───── INPUT MATERIAL ─────

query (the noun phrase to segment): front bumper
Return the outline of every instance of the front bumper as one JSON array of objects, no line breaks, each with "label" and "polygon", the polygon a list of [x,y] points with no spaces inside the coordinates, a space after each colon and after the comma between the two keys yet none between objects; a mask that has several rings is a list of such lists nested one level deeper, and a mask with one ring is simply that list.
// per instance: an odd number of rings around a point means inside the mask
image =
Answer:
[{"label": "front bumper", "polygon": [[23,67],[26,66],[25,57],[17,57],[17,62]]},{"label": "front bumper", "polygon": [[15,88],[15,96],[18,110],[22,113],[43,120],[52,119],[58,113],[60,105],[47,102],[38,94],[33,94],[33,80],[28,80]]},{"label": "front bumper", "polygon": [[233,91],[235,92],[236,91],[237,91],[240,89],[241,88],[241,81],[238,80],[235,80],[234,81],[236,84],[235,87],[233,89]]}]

─────

* _YOUR OBJECTIVE_
Write out each of these items again, with every line kept exactly as it appears.

* _EXPECTED OUTPUT_
query (the noun phrase to segment): front bumper
Return the outline of every instance of the front bumper as one JSON array of objects, no line breaks, each with "label" and "polygon", the polygon a list of [x,y] points with no spaces inside the coordinates, a space after each colon and after the comma between the two keys yet none between objects; a mask that has several rings is a list of such lists nested one level deeper, and a mask with one ring is simply that list.
// per instance: an odd number of rings around a point means inside the mask
image =
Answer:
[{"label": "front bumper", "polygon": [[23,67],[26,66],[25,57],[17,57],[17,62]]},{"label": "front bumper", "polygon": [[15,88],[15,96],[18,110],[22,113],[43,120],[52,119],[58,113],[60,105],[47,102],[38,94],[33,94],[33,80],[28,80]]},{"label": "front bumper", "polygon": [[233,91],[235,92],[236,91],[237,91],[240,89],[241,88],[241,81],[238,80],[235,80],[234,81],[236,84],[235,87],[233,89]]}]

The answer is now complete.